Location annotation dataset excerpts
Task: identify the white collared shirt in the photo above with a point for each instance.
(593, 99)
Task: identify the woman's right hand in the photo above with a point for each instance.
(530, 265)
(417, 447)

— DIRECTIONS FOR THIS TASK —
Reproduce all of the data exactly as given.

— THE RESULT —
Task: identify the white collared shirt in the photo above with a point for each instance.
(593, 99)
Task: identify the woman's right hand in the photo above with a point for each instance.
(530, 265)
(417, 447)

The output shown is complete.